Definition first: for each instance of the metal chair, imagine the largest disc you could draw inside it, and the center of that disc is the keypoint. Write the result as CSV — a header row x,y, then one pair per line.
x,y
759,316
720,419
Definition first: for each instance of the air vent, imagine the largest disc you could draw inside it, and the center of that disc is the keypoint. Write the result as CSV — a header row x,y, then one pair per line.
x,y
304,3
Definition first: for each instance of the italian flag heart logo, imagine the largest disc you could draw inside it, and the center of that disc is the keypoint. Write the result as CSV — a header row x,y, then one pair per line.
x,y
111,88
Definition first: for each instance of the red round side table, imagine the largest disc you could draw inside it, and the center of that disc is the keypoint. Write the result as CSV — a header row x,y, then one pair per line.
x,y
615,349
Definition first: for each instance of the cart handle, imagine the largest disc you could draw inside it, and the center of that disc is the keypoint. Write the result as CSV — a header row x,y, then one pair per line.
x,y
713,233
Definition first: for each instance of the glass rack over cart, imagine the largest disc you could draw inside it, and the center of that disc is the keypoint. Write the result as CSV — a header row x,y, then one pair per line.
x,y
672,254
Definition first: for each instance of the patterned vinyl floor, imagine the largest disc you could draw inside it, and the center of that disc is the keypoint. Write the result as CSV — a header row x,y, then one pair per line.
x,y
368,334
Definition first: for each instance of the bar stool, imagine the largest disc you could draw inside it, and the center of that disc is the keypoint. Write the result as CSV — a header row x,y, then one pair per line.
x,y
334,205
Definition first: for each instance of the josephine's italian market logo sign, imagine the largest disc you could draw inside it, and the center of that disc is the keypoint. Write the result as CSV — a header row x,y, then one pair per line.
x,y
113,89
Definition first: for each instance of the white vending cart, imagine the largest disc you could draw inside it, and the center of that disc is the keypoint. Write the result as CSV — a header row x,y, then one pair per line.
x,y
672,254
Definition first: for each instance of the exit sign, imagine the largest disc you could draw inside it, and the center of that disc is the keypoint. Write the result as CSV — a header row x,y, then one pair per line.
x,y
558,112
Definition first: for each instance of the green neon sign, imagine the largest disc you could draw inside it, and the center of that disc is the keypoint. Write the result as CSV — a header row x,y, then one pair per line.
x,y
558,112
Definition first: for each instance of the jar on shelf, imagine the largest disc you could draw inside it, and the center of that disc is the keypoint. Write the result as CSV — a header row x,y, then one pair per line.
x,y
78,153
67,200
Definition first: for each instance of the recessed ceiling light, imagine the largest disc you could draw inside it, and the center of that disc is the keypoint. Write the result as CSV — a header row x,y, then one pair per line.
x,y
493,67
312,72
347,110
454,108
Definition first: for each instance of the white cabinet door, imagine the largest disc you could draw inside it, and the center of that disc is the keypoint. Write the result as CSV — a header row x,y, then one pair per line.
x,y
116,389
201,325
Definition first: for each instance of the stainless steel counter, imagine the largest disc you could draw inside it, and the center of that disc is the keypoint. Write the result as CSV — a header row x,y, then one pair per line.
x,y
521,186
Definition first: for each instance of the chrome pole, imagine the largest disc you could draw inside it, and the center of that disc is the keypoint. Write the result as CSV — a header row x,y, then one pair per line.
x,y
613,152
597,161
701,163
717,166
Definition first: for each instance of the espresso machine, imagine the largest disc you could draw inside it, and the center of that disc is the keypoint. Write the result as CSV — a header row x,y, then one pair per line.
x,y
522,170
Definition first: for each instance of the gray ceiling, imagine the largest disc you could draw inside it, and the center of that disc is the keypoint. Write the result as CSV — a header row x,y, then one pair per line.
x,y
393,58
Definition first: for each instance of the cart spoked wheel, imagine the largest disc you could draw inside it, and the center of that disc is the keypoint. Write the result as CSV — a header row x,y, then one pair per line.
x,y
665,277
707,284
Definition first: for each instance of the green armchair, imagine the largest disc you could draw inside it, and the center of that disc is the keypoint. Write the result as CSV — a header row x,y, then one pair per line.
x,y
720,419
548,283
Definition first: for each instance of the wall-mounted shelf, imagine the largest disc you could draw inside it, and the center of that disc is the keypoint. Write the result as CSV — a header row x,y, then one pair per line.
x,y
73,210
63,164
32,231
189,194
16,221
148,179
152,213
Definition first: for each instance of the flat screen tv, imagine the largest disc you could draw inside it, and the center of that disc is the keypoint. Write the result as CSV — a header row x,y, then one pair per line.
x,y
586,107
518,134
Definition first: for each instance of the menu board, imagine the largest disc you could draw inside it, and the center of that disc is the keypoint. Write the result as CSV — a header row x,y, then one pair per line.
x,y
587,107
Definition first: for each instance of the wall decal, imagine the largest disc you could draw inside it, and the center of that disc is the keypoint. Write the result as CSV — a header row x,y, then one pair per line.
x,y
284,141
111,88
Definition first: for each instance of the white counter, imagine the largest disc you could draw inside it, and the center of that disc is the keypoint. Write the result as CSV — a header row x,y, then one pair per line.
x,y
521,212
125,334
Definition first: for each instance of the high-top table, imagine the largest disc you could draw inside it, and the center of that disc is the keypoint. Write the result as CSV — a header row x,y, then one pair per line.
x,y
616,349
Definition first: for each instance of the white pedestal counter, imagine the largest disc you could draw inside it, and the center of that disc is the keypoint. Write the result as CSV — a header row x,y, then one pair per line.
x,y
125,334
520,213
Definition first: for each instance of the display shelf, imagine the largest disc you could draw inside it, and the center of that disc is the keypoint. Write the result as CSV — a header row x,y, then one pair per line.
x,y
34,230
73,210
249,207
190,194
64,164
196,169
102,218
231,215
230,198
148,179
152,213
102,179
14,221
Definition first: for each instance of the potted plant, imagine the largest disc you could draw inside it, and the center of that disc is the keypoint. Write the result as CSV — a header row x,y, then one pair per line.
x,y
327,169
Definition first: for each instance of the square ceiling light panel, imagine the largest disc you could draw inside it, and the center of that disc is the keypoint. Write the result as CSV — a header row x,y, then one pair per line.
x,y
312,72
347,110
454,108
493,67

---

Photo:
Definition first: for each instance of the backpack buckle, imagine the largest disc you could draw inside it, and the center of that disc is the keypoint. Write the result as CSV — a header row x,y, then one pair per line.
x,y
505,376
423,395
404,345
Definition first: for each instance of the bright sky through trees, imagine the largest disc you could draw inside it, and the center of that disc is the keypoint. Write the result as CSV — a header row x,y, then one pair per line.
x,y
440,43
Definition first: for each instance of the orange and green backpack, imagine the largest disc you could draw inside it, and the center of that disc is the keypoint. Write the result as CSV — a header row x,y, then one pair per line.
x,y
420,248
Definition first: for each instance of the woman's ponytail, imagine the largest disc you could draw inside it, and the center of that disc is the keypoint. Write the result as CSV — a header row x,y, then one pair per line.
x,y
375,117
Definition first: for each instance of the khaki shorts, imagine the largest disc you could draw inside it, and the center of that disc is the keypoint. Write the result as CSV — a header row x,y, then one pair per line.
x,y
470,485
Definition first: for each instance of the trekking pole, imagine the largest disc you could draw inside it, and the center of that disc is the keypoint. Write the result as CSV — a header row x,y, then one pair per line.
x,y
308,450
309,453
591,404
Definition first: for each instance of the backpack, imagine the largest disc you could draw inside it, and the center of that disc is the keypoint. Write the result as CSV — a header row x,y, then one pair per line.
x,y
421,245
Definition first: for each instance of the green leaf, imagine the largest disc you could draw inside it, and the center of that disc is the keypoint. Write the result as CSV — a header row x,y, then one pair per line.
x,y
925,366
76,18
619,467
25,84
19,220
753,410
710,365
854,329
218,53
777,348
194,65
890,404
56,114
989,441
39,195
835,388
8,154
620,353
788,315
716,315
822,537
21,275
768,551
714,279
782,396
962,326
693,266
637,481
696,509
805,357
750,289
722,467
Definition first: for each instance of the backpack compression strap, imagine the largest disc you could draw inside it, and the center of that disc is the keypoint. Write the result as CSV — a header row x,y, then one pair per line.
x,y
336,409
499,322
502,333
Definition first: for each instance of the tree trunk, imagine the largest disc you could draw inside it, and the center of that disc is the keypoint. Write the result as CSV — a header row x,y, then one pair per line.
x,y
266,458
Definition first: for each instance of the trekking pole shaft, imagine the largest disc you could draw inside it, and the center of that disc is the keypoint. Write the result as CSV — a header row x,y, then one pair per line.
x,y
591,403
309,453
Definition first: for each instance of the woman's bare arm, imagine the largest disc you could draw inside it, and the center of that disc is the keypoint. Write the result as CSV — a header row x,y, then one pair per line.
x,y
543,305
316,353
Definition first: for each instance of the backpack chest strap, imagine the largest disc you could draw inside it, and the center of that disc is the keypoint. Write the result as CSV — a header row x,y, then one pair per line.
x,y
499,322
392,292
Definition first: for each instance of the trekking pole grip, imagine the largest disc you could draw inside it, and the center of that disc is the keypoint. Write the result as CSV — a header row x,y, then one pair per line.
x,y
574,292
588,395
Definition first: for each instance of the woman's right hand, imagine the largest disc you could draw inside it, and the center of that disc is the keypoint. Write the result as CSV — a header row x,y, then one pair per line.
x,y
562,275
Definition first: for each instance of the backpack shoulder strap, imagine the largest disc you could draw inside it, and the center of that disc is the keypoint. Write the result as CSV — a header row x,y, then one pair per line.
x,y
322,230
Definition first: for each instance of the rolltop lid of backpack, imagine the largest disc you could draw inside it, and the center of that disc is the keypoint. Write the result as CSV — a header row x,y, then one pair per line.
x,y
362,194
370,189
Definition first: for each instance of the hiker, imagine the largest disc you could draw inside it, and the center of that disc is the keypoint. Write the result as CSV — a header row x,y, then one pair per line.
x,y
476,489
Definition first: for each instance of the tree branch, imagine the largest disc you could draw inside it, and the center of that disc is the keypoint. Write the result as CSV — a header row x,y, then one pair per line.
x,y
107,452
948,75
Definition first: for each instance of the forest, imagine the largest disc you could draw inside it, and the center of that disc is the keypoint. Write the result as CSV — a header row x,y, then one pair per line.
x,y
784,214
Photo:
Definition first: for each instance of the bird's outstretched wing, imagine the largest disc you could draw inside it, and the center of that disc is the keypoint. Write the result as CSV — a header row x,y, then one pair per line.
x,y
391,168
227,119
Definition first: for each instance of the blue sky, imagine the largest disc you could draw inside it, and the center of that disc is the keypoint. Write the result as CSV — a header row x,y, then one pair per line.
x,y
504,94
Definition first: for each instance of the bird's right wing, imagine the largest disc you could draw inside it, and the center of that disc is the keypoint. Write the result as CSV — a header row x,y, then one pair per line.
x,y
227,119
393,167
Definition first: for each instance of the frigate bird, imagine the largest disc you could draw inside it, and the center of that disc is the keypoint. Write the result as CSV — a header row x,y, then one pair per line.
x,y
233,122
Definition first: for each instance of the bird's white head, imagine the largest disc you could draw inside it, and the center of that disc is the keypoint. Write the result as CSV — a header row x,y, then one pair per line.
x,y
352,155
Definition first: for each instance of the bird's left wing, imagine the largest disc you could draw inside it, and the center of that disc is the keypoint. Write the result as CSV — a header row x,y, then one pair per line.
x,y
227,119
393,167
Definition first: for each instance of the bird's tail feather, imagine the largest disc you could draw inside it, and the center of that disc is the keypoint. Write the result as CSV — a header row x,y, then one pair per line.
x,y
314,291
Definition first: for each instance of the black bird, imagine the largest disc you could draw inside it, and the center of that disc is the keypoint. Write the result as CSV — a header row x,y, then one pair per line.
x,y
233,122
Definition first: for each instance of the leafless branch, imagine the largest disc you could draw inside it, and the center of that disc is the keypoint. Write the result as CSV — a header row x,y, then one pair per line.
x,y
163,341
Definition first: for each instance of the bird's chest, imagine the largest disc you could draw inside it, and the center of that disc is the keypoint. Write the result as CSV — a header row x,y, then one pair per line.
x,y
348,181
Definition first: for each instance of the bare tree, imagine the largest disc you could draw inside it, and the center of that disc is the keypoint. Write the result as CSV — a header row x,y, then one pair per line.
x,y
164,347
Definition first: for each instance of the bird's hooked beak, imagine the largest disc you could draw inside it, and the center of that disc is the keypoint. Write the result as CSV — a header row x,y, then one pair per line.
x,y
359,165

...

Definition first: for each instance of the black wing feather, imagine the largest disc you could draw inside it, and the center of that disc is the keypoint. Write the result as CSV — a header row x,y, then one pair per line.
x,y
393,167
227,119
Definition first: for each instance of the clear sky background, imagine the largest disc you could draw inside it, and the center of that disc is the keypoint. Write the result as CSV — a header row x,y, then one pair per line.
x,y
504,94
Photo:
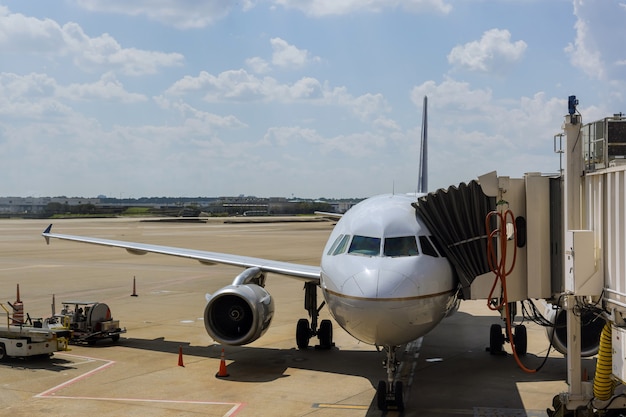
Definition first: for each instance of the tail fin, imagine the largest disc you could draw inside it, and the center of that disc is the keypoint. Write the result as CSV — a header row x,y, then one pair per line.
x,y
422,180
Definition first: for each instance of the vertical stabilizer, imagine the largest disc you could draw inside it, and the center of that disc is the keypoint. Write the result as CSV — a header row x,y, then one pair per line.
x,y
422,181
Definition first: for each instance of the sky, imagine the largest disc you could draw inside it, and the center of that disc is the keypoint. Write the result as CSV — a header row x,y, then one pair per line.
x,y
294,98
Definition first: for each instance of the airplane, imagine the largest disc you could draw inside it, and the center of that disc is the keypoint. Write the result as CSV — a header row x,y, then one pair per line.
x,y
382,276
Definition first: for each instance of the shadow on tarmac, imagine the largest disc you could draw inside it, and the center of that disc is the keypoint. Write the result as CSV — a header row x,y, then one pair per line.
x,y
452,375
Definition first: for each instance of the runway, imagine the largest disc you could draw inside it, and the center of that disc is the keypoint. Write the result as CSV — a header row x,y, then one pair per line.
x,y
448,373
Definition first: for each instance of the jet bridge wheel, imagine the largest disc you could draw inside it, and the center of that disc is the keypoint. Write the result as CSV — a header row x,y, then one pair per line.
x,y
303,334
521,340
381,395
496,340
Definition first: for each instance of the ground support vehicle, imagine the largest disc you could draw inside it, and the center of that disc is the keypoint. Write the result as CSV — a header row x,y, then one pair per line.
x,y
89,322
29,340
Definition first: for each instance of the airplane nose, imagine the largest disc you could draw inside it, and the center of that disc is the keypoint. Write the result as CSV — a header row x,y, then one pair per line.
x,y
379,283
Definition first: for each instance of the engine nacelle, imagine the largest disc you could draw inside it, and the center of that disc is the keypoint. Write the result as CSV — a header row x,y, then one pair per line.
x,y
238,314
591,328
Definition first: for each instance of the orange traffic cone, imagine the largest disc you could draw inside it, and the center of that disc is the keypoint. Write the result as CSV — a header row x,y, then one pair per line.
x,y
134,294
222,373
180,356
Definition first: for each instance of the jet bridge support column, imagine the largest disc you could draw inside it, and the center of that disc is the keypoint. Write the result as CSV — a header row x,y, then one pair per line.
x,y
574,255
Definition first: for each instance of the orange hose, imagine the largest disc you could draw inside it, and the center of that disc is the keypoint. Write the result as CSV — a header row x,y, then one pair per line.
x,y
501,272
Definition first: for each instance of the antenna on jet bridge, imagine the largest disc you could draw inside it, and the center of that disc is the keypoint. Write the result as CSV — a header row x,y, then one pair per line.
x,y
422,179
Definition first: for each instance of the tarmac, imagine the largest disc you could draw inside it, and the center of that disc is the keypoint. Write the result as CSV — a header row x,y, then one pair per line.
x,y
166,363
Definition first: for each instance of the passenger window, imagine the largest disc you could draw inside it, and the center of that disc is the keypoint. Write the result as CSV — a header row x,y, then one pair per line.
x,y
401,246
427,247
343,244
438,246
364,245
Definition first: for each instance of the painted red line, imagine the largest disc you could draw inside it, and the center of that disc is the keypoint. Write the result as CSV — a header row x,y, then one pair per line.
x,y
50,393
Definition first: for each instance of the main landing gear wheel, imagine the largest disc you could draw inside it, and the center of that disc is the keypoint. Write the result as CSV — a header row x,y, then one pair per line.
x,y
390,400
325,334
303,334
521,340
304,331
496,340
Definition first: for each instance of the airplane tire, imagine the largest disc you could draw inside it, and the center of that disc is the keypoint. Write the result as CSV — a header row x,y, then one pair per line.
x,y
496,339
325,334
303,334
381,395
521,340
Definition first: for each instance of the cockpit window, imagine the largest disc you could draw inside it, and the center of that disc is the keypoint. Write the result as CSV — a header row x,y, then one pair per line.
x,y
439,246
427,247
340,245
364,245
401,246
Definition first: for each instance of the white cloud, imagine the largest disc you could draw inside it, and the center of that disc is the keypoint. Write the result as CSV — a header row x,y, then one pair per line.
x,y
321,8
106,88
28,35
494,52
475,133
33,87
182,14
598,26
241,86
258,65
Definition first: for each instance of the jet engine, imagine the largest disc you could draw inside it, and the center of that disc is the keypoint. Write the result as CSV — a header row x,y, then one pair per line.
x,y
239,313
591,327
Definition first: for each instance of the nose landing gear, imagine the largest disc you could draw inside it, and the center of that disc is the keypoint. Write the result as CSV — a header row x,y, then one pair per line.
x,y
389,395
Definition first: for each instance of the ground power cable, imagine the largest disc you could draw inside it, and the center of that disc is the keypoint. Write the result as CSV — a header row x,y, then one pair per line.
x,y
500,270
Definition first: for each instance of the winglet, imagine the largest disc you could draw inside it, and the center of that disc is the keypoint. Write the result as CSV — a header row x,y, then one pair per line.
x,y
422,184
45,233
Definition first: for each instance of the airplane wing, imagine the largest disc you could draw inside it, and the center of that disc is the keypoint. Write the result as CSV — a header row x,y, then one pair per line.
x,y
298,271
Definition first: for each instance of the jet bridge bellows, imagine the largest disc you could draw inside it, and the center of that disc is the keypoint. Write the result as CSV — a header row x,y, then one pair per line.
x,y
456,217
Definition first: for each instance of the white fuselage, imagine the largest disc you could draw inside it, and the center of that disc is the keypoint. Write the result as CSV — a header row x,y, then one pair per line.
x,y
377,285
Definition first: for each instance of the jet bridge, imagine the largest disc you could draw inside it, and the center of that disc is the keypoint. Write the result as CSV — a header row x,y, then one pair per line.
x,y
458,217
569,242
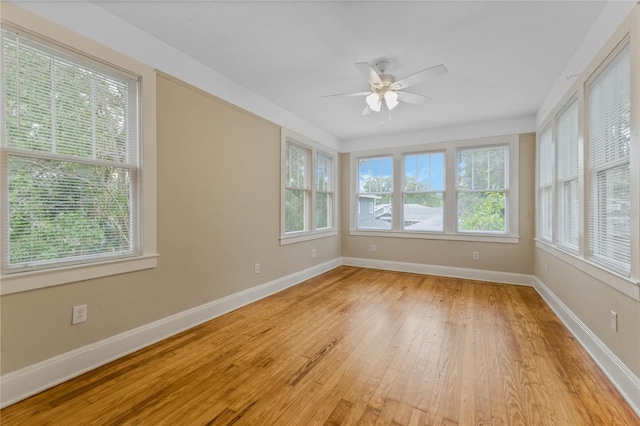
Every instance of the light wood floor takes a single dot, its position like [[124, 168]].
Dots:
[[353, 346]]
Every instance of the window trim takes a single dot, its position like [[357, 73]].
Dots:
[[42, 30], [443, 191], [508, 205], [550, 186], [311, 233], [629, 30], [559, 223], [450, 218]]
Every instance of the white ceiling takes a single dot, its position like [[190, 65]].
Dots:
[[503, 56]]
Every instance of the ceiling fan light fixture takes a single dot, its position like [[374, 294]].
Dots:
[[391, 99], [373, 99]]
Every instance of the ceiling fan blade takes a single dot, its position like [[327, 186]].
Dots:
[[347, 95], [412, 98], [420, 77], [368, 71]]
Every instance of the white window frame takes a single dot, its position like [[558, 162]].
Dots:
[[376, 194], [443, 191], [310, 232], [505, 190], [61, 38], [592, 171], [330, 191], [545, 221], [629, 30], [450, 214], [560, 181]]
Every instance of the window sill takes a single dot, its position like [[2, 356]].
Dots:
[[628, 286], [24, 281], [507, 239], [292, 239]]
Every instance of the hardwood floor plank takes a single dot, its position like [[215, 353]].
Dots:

▶ _Description of the task_
Using the listing above, locate the lines that hold "single" and copy each one.

▶ _Output for this task_
Every instance of the light wood floor takes a single dot, its position like [[124, 168]].
Every instance of the window trim takes a single dot, its position like [[357, 73]].
Every instance of the white ceiling takes a single dot, its position like [[190, 65]].
Every instance of the ceiling fan light fixture takes a single dot, its position like [[374, 294]].
Every instance of the ceiling fan blade takes a single dot, its position like [[327, 186]].
Every instance of the white window frame takes a single dot, its position like [[558, 162]].
Every instance of the window sill takes a single dot, its position like [[2, 356]].
Every instance of the hardwood floor plank takes a single dot, its position like [[215, 353]].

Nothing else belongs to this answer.